*Text passage*
State to spend on property upgrades despite Covid-19 financial crisis
The state is set to spend close to R424m in the 2020/2021 financial year to refurbish and upgrade its properties including the Union Buildings, which houses the office of the president, despite criticism from the DA.
The official opposition party argues that in hard times such as these, when government finances are under huge strain as a result of the Covid-19 crisis, such prestige projects could be shelved. Economists have predicted that SA's budget deficit for 2020 could be double the 6.8% tabled in the February budget.
“Prestige projects and state functions have come under fire in recent times for extravagant and glamorous excess spending while the remainder of the country plunges into the depths of economic misery,” DA MP Tim Brauteseth said about the expenditure.
He said all available, non-essential expenditure must be directed towards caring for the lives and livelihoods of all South Africans, not projects in government installations that are seeing only limited use.
“The DA calls for this expenditure to be urgently revisited and reprioritised to cater for the real needs of the nation in the midst of the Covid 19 storm.”

*Provided data*
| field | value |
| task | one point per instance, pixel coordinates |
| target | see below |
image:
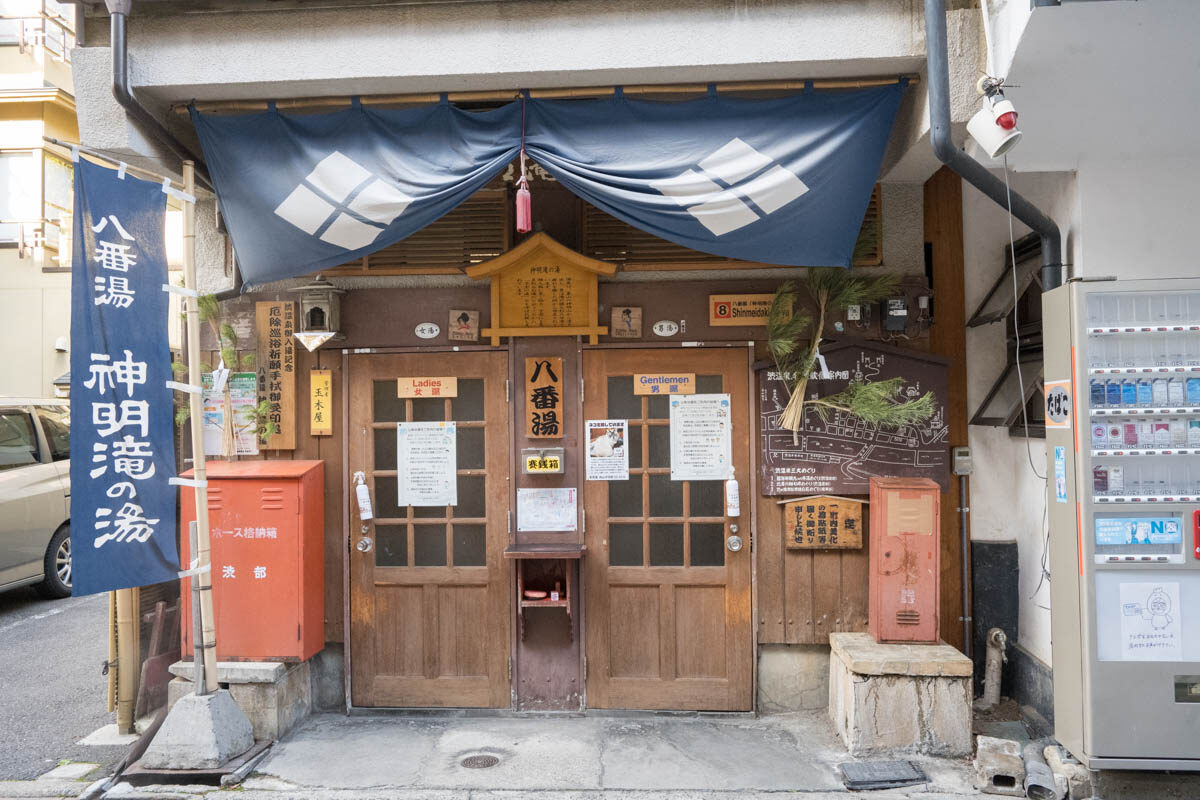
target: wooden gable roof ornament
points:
(543, 288)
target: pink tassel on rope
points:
(525, 200)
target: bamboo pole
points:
(208, 638)
(126, 659)
(112, 651)
(502, 95)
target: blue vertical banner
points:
(123, 509)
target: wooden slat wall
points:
(947, 337)
(480, 229)
(474, 232)
(805, 595)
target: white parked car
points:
(35, 495)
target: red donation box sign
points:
(267, 523)
(905, 559)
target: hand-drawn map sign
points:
(840, 455)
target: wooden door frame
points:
(750, 499)
(348, 510)
(751, 421)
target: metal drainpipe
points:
(967, 167)
(119, 12)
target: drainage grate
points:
(881, 775)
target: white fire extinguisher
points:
(364, 495)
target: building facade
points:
(655, 608)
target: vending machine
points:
(1122, 389)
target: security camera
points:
(994, 126)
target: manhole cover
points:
(881, 775)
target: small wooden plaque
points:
(665, 383)
(823, 522)
(733, 310)
(463, 325)
(321, 403)
(627, 323)
(427, 386)
(276, 365)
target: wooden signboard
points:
(321, 403)
(627, 323)
(445, 386)
(276, 361)
(823, 522)
(544, 398)
(678, 383)
(840, 453)
(541, 288)
(730, 310)
(463, 325)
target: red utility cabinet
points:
(267, 521)
(905, 559)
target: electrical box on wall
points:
(895, 314)
(905, 559)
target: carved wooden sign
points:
(321, 403)
(276, 362)
(541, 288)
(544, 398)
(823, 522)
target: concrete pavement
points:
(52, 692)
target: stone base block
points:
(1000, 768)
(274, 695)
(199, 733)
(899, 698)
(793, 678)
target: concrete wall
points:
(35, 310)
(1139, 216)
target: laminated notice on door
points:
(700, 438)
(427, 459)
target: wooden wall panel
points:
(947, 337)
(328, 449)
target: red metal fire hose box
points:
(268, 522)
(905, 559)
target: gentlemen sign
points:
(277, 370)
(123, 507)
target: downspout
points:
(970, 169)
(119, 12)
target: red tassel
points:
(525, 209)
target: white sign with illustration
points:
(607, 451)
(546, 510)
(1151, 627)
(427, 461)
(700, 438)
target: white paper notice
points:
(607, 451)
(700, 438)
(427, 461)
(1150, 621)
(546, 510)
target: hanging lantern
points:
(319, 313)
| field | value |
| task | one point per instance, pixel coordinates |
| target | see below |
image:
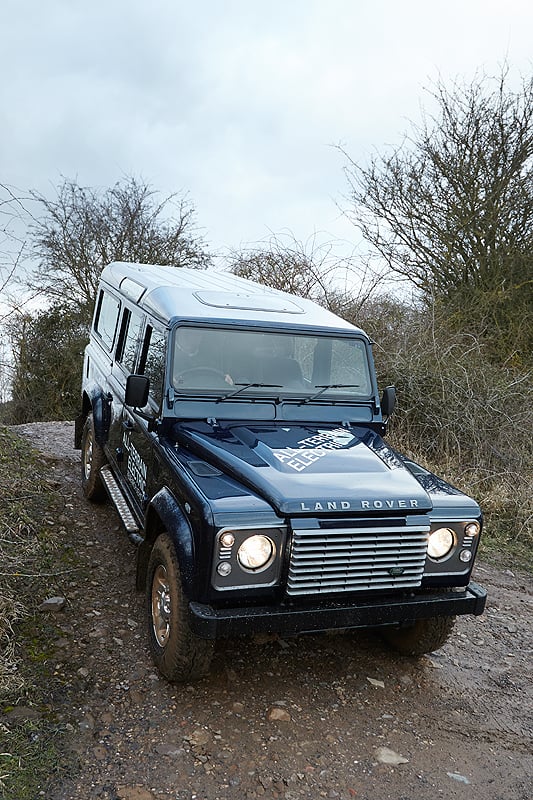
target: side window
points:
(153, 362)
(105, 323)
(129, 339)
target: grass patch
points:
(30, 738)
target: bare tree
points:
(451, 210)
(83, 229)
(312, 269)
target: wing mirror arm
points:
(388, 402)
(137, 389)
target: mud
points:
(306, 717)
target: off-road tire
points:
(178, 653)
(92, 459)
(423, 636)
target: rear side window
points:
(129, 339)
(153, 362)
(105, 323)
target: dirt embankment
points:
(334, 716)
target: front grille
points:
(357, 559)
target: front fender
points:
(165, 514)
(99, 403)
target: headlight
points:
(440, 542)
(256, 553)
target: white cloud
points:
(238, 101)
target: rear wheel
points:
(178, 653)
(423, 636)
(92, 459)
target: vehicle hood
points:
(307, 468)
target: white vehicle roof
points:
(170, 292)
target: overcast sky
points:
(236, 102)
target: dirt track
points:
(307, 717)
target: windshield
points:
(244, 363)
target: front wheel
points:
(92, 459)
(423, 636)
(178, 653)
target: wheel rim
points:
(88, 456)
(161, 601)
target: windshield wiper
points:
(325, 386)
(244, 386)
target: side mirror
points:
(388, 401)
(137, 388)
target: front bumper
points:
(211, 623)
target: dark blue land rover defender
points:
(239, 432)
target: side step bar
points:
(121, 504)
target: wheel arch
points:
(99, 403)
(164, 514)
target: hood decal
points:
(308, 468)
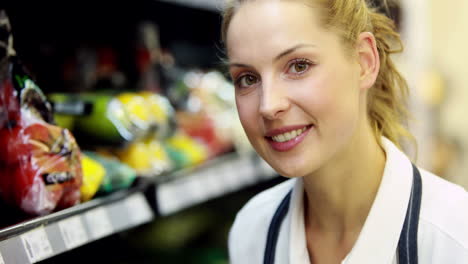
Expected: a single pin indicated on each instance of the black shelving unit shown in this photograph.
(44, 237)
(43, 45)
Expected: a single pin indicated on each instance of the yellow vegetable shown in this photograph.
(93, 174)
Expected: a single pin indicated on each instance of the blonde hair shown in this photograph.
(386, 100)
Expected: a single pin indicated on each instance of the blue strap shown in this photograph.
(407, 245)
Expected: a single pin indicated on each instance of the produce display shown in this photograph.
(40, 168)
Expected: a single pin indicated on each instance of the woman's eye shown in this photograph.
(299, 67)
(247, 80)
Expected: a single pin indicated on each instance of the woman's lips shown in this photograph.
(289, 144)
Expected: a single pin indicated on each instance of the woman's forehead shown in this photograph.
(269, 27)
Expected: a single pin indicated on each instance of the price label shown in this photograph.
(36, 245)
(99, 223)
(138, 208)
(73, 232)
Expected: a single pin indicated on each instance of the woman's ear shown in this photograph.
(369, 60)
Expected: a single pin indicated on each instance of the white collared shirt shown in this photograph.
(442, 233)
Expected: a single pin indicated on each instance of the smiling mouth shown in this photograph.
(289, 135)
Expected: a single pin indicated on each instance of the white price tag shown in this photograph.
(99, 223)
(138, 208)
(73, 232)
(37, 245)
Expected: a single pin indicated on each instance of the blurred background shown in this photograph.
(141, 87)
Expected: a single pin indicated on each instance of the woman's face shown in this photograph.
(297, 92)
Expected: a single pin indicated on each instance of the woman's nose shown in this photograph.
(274, 102)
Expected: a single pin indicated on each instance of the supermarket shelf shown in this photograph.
(220, 177)
(47, 236)
(211, 5)
(44, 237)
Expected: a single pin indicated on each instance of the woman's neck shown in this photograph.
(339, 196)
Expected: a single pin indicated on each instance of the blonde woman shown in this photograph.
(322, 102)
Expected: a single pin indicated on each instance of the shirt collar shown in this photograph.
(378, 240)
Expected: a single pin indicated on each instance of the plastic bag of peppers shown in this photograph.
(40, 168)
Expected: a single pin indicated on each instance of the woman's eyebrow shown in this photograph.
(292, 49)
(279, 56)
(239, 65)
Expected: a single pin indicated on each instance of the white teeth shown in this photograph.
(288, 135)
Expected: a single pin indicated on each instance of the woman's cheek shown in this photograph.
(248, 113)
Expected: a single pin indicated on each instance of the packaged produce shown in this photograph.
(97, 119)
(40, 169)
(162, 114)
(148, 157)
(93, 174)
(117, 176)
(185, 151)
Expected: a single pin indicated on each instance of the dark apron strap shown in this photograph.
(273, 230)
(407, 245)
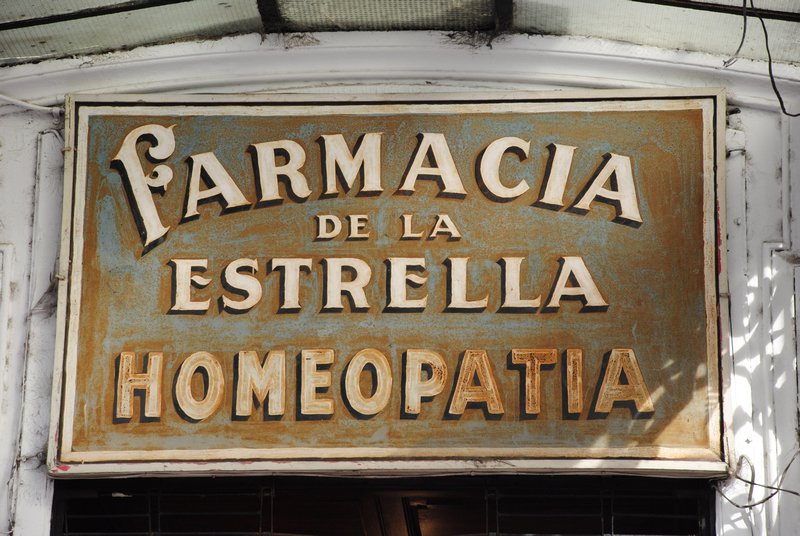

*Task brief*
Reproduce the passage of the article on state property upgrades from "State to spend" up to and including "from the DA.".

*Exercise solution*
State to spend on property upgrades despite Covid-19 financial crisis
The state is set to spend close to R424m in the 2020/2021 financial year to refurbish and upgrade its properties including the Union Buildings, which houses the office of the president, despite criticism from the DA.